__Do this__: Can you rewrite all of the lines below as a JSON list of strings, with one string per line and blank lines left out?

__Records to process__:
★ ★ ★ ★
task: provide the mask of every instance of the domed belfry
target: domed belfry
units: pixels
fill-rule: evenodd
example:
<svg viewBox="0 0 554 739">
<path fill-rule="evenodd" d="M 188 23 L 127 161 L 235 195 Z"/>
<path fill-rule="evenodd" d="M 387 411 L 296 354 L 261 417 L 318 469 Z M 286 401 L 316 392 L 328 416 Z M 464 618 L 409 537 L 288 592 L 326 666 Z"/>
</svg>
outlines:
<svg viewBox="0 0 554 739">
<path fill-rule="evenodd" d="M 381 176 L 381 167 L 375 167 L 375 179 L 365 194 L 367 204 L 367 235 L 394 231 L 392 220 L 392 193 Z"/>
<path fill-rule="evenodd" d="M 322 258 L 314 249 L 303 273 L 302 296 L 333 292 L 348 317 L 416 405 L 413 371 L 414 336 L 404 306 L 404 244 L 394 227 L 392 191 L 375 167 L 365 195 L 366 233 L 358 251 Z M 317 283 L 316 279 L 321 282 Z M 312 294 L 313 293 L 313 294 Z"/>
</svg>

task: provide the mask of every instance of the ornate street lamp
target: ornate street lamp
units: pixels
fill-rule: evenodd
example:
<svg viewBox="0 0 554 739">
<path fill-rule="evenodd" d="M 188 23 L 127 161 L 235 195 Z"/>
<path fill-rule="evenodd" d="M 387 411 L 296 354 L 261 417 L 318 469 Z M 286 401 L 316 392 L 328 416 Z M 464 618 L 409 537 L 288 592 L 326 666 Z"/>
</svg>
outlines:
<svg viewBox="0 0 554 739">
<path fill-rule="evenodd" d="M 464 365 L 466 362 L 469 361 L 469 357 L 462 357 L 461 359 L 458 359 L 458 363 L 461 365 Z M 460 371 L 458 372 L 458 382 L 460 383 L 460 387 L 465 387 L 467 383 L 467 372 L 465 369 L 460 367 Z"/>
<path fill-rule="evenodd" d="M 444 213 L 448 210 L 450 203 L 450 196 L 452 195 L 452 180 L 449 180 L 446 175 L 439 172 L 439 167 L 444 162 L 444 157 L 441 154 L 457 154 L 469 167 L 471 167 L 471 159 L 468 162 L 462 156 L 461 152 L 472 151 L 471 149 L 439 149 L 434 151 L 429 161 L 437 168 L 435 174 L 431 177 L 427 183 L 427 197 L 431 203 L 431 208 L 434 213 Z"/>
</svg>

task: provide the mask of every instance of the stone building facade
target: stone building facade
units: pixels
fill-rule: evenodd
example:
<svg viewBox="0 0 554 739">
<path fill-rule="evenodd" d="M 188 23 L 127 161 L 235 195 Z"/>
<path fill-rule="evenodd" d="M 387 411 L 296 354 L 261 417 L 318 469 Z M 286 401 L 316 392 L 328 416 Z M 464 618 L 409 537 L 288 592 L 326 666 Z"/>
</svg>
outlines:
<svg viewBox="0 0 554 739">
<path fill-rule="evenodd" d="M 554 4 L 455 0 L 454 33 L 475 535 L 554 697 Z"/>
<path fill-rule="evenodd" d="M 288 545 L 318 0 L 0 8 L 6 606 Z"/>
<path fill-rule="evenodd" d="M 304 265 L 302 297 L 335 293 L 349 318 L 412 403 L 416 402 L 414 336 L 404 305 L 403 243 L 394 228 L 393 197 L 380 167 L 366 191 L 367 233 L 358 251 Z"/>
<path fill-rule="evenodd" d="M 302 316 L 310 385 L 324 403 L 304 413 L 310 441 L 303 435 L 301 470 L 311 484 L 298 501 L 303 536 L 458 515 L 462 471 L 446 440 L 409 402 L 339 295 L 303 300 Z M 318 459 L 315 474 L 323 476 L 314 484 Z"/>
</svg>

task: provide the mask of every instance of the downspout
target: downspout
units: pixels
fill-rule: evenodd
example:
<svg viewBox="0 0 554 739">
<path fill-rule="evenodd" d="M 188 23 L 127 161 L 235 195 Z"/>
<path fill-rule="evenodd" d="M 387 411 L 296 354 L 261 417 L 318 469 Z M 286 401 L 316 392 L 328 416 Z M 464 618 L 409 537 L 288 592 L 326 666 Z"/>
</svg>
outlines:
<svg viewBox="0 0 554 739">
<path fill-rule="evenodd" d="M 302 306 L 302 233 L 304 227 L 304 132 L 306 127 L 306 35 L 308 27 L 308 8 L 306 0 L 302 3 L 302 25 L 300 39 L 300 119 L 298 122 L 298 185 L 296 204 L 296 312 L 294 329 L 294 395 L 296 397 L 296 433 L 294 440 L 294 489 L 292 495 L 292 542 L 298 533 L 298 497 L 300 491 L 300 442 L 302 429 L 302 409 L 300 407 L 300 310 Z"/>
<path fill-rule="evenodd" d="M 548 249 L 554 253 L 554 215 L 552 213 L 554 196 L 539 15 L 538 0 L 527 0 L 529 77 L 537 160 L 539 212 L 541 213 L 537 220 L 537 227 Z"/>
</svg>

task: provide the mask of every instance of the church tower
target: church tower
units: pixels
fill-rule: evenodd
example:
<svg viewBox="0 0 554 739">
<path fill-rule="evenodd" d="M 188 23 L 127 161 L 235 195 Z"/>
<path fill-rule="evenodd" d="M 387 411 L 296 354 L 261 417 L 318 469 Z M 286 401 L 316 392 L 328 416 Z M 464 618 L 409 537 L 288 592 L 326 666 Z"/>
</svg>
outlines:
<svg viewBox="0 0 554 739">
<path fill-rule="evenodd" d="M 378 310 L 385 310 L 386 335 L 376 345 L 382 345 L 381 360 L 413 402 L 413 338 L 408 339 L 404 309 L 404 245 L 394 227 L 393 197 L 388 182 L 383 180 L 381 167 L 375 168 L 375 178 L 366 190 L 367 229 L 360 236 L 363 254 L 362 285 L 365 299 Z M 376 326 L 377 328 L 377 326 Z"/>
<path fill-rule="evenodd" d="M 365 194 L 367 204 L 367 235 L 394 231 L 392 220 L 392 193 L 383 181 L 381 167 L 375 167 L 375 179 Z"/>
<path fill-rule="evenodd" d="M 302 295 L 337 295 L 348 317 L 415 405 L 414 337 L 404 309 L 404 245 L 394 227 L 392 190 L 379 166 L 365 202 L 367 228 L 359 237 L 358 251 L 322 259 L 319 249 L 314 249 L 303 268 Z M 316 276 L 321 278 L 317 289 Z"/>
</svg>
★ ★ ★ ★
__Output for this exercise__:
[
  "task: provide the mask of every instance of the domed belfry",
  "target: domed belfry",
  "units: pixels",
  "fill-rule: evenodd",
  "example:",
  "<svg viewBox=\"0 0 554 739\">",
  "<path fill-rule=\"evenodd\" d=\"M 188 23 L 127 161 L 235 195 Z\"/>",
  "<path fill-rule=\"evenodd\" d=\"M 387 411 L 296 354 L 261 417 L 318 469 Z M 286 401 L 316 392 L 328 416 Z M 464 618 L 409 537 L 288 592 L 326 666 Z\"/>",
  "</svg>",
  "outlines:",
  "<svg viewBox=\"0 0 554 739\">",
  "<path fill-rule=\"evenodd\" d=\"M 381 176 L 381 167 L 375 167 L 375 179 L 365 194 L 367 204 L 367 235 L 394 231 L 392 220 L 392 193 Z\"/>",
  "<path fill-rule=\"evenodd\" d=\"M 322 258 L 314 249 L 303 273 L 302 296 L 333 292 L 348 317 L 416 405 L 413 371 L 414 336 L 404 306 L 404 244 L 394 227 L 392 191 L 375 167 L 365 195 L 366 233 L 358 251 Z M 317 283 L 316 279 L 321 282 Z M 312 294 L 313 293 L 313 294 Z\"/>",
  "</svg>",
  "task: provide the mask of every instance of the ornate street lamp",
  "target: ornate street lamp",
  "units: pixels",
  "fill-rule: evenodd",
  "example:",
  "<svg viewBox=\"0 0 554 739\">",
  "<path fill-rule=\"evenodd\" d=\"M 188 23 L 127 161 L 235 195 Z\"/>",
  "<path fill-rule=\"evenodd\" d=\"M 387 411 L 296 354 L 261 417 L 318 469 Z M 286 401 L 316 392 L 328 416 Z M 464 618 L 409 537 L 288 592 L 326 666 Z\"/>",
  "</svg>",
  "outlines:",
  "<svg viewBox=\"0 0 554 739\">",
  "<path fill-rule=\"evenodd\" d=\"M 464 365 L 466 362 L 469 361 L 469 357 L 462 357 L 461 359 L 458 359 L 458 363 L 461 365 Z M 460 371 L 458 372 L 458 382 L 460 383 L 460 387 L 465 387 L 467 383 L 467 372 L 465 369 L 460 367 Z\"/>",
  "<path fill-rule=\"evenodd\" d=\"M 444 213 L 448 210 L 450 203 L 450 196 L 452 195 L 452 180 L 449 180 L 446 175 L 439 172 L 439 167 L 444 162 L 444 157 L 441 154 L 457 154 L 469 167 L 471 167 L 471 159 L 468 162 L 462 156 L 461 152 L 472 151 L 471 149 L 439 149 L 434 151 L 429 161 L 437 168 L 435 174 L 431 177 L 427 183 L 427 197 L 431 203 L 431 208 L 434 213 Z\"/>",
  "</svg>",
  "task: provide the mask of every instance of the stone building facade",
  "target: stone building facade",
  "units: pixels",
  "fill-rule: evenodd",
  "example:",
  "<svg viewBox=\"0 0 554 739\">",
  "<path fill-rule=\"evenodd\" d=\"M 188 23 L 127 161 L 235 195 Z\"/>",
  "<path fill-rule=\"evenodd\" d=\"M 387 411 L 296 354 L 261 417 L 318 469 Z M 286 401 L 316 392 L 328 416 Z M 464 618 L 409 537 L 288 592 L 326 666 Z\"/>",
  "</svg>",
  "outlines:",
  "<svg viewBox=\"0 0 554 739\">",
  "<path fill-rule=\"evenodd\" d=\"M 554 4 L 455 0 L 454 33 L 475 535 L 554 697 Z\"/>",
  "<path fill-rule=\"evenodd\" d=\"M 288 545 L 318 0 L 0 8 L 6 606 Z\"/>",
  "<path fill-rule=\"evenodd\" d=\"M 304 265 L 302 297 L 335 293 L 349 318 L 412 403 L 416 402 L 414 336 L 404 305 L 403 243 L 394 228 L 393 197 L 380 167 L 366 191 L 367 233 L 358 251 Z\"/>",
  "<path fill-rule=\"evenodd\" d=\"M 302 316 L 310 385 L 324 403 L 304 413 L 310 441 L 303 435 L 301 470 L 311 484 L 298 501 L 303 536 L 458 515 L 462 471 L 446 440 L 409 402 L 339 295 L 303 300 Z M 318 459 L 315 474 L 323 476 L 314 484 Z\"/>",
  "</svg>",
  "task: provide the mask of every instance of the downspout",
  "target: downspout",
  "units: pixels",
  "fill-rule: evenodd",
  "example:",
  "<svg viewBox=\"0 0 554 739\">",
  "<path fill-rule=\"evenodd\" d=\"M 188 23 L 127 161 L 235 195 Z\"/>",
  "<path fill-rule=\"evenodd\" d=\"M 387 411 L 296 354 L 261 417 L 318 469 Z M 286 401 L 316 392 L 328 416 Z M 464 618 L 409 537 L 288 592 L 326 666 Z\"/>",
  "</svg>",
  "outlines:",
  "<svg viewBox=\"0 0 554 739\">",
  "<path fill-rule=\"evenodd\" d=\"M 302 306 L 302 233 L 304 227 L 304 132 L 306 127 L 306 35 L 308 27 L 308 8 L 306 0 L 302 3 L 302 25 L 300 39 L 300 119 L 298 122 L 298 185 L 296 204 L 296 312 L 294 329 L 294 395 L 296 397 L 296 433 L 294 440 L 294 489 L 292 495 L 292 542 L 298 533 L 298 497 L 300 491 L 300 442 L 302 429 L 302 409 L 300 407 L 300 310 Z\"/>",
  "<path fill-rule=\"evenodd\" d=\"M 548 249 L 554 253 L 554 215 L 552 213 L 554 196 L 539 15 L 538 0 L 527 0 L 529 77 L 537 160 L 539 212 L 541 213 L 537 220 L 537 227 Z\"/>",
  "</svg>",
  "task: provide the mask of every instance of the church tower",
  "target: church tower",
  "units: pixels",
  "fill-rule: evenodd",
  "example:",
  "<svg viewBox=\"0 0 554 739\">",
  "<path fill-rule=\"evenodd\" d=\"M 188 23 L 127 161 L 235 195 Z\"/>",
  "<path fill-rule=\"evenodd\" d=\"M 387 411 L 296 354 L 261 417 L 318 469 Z M 286 401 L 316 392 L 328 416 Z M 464 618 L 409 537 L 288 592 L 326 666 Z\"/>",
  "</svg>",
  "outlines:",
  "<svg viewBox=\"0 0 554 739\">",
  "<path fill-rule=\"evenodd\" d=\"M 378 310 L 385 310 L 386 335 L 376 345 L 382 345 L 381 360 L 413 402 L 413 338 L 408 339 L 404 309 L 404 245 L 394 227 L 393 197 L 388 182 L 383 180 L 381 167 L 375 168 L 375 178 L 366 190 L 367 229 L 360 236 L 363 254 L 362 285 L 365 299 Z M 376 326 L 377 328 L 377 326 Z\"/>",
  "<path fill-rule=\"evenodd\" d=\"M 365 194 L 367 204 L 367 235 L 394 231 L 392 220 L 392 193 L 383 181 L 381 167 L 375 167 L 375 179 Z\"/>",
  "<path fill-rule=\"evenodd\" d=\"M 302 295 L 337 295 L 348 317 L 415 405 L 414 337 L 404 309 L 404 245 L 394 227 L 392 190 L 379 166 L 365 202 L 367 228 L 359 237 L 358 251 L 322 259 L 319 249 L 314 249 L 303 268 Z M 316 276 L 321 278 L 317 289 Z\"/>",
  "</svg>"
]